READING PASSAGE:
········

West Nile Virus Symptoms and Treatments - dummies

West Nile Virus Symptoms and Treatments

By Sarah Densmore

Similar to an influenza infection, the symptoms of West Nile virus can leave a person feeling anywhere from a bit yucky to horribly ill. However, unlike the flu, a West Nile infection can cause meningitis and encephalitis in rare cases.

Nearly 80 percent of people who contract the West Nile virus — transmitted from the bite of an infected mosquito — never become sick. Almost all of the remaining 20 percent suffer only mild symptoms, which include

  • Body aches

  • Fever

  • Headache

  • Nausea

  • Rash on the chest, stomach, or back

  • Swollen lymph glands

  • Vomiting

Less than one percent of people who become sick from exposure to the West Nile virus suffer serious illness. In these folks, the virus attacks their neurological system. Specifically, the virus can cause inflammation of the brain (encephalitis) or inflammation of the membranes that surround the brain and spinal cord (meningitis). These conditions can cause permanent neurological damage and even death. Symptoms of the more serious effects of West Nile include

  • Coma

  • Convulsions

  • Disorientation

  • High fever

  • Neck stiffness

  • Numbness

  • Partial paralysis

  • Severe headache

  • Stupor

  • Tremor

  • Vision loss

West Nile virus can also cause acute flaccid paralysis. This sudden weakness in the arms, legs, or breathing muscles occurs because the virus has attacked the spinal cord.

········

Dataset entries:
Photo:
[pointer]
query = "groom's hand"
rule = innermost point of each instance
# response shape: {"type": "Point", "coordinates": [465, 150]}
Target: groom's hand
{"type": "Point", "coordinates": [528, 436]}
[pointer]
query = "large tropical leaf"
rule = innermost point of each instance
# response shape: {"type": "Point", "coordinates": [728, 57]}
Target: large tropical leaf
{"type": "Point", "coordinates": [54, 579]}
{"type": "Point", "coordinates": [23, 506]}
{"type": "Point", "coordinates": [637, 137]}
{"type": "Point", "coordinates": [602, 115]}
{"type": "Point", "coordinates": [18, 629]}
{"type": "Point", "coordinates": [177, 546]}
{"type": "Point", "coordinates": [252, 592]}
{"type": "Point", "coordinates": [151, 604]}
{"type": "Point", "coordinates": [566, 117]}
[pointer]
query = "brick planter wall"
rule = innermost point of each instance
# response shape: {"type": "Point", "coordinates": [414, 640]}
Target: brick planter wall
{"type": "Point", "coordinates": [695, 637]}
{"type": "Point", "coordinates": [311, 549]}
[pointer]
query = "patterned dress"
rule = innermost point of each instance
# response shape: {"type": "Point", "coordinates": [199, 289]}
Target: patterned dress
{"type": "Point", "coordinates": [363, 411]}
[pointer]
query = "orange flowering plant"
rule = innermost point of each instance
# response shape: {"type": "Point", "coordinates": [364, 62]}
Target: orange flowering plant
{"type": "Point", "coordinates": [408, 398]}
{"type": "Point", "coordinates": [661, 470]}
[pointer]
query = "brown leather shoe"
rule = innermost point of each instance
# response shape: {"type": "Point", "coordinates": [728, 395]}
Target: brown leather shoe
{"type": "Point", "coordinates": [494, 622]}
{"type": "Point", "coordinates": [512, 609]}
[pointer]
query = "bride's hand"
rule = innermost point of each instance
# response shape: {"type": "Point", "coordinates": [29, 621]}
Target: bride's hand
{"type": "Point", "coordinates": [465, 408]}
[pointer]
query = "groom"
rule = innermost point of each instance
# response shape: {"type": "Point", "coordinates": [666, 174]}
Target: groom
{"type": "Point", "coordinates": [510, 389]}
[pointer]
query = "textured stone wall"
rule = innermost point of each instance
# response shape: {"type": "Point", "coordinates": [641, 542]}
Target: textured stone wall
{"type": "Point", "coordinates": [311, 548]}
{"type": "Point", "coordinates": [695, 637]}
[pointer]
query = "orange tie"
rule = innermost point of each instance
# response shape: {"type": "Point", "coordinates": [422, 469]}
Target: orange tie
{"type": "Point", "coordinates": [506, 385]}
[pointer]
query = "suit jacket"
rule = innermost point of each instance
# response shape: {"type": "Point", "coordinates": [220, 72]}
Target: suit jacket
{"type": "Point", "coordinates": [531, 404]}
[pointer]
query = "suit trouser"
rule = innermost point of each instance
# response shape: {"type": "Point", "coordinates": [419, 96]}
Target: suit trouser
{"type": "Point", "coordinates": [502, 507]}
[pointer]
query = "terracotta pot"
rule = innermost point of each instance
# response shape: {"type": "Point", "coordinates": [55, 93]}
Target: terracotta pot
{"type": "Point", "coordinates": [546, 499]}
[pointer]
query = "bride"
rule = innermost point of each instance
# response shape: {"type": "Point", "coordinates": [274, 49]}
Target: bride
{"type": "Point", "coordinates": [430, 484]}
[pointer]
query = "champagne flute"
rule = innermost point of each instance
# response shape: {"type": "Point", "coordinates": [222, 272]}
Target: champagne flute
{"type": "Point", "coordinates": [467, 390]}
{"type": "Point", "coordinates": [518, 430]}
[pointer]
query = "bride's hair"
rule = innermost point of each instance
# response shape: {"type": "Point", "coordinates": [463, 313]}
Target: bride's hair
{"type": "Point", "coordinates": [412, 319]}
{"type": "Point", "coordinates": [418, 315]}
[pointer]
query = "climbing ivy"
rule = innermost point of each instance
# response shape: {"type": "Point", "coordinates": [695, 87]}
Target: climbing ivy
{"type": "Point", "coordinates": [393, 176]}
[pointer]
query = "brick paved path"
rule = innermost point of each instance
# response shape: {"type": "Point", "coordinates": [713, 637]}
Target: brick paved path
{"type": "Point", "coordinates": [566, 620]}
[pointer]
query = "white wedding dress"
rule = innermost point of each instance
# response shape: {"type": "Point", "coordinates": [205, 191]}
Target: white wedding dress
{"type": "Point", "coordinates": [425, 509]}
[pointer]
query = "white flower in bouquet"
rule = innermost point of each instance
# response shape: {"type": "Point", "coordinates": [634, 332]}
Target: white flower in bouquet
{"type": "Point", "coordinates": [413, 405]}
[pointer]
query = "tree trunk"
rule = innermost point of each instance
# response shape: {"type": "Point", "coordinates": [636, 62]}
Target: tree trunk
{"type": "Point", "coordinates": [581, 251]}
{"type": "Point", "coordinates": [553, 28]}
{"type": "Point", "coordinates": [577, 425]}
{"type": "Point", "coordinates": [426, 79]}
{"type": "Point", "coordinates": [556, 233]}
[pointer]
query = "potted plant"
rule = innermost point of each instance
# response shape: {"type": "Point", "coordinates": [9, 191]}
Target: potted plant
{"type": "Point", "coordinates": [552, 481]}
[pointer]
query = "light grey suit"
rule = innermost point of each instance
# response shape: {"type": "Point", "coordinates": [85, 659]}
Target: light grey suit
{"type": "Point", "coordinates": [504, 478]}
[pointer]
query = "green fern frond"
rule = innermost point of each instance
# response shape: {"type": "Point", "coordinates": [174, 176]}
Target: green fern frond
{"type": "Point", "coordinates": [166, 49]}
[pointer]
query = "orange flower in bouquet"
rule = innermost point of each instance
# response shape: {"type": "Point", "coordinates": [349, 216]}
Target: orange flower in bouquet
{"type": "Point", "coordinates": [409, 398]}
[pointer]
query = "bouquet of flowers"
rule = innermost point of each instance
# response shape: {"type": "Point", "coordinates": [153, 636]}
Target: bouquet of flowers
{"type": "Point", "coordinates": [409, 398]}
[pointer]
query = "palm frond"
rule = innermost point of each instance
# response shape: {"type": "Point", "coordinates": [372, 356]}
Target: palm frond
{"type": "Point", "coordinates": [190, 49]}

········

WORK REQUEST 1:
Answer these questions using the West Nile virus article:
(a) About what percentage of people who contract the West Nile virus never become sick?
(b) What is the name for inflammation of the membranes that surround the brain and spinal cord?
(c) Why does acute flaccid paralysis occur?
WORK REQUEST 2:
Based on the West Nile virus article, decide whether each statement is true. Answer yes or no, and quote the words from the article that settle it.
(a) The West Nile virus is spread by the bite of an infected mosquito.
(b) More than one percent of people who become sick from the virus suffer serious illness.
(c) A rash on the legs appears among the mild symptoms.
WORK REQUEST 3:
Continue the West Nile virus article from its final sentence.

EXERCISE OUTPUT 1:
(a) Nearly 80 percent.
(b) Meningitis.
(c) It occurs because the virus has attacked the spinal cord.

EXERCISE OUTPUT 2:
(a) Yes: "transmitted from the bite of an infected mosquito"
(b) No: "Less than one percent of people who become sick from exposure to the West Nile virus suffer serious illness."
(c) No: "Rash on the chest, stomach, or back"

EXERCISE OUTPUT 3:
There are no medications that cure West Nile virus. Most people are able to fight off milder infections on their own, with the help of bed rest, over-the-counter analgesics, and plenty of fluids. The symptoms of West Nile virus usually last a few days to a couple weeks.

The unfortunate few who develop encephalitis, meningitis, or acute flaccid paralysis may require intravenous fluids, anticonvulsants to prevent seizures, or anti-inflammatory corticosteroids to reduce swelling and pressure. These sufferers may experience long-lasting neurological problems, such as muscle weakness. In some instances, these problems remain for the rest of the person’s life.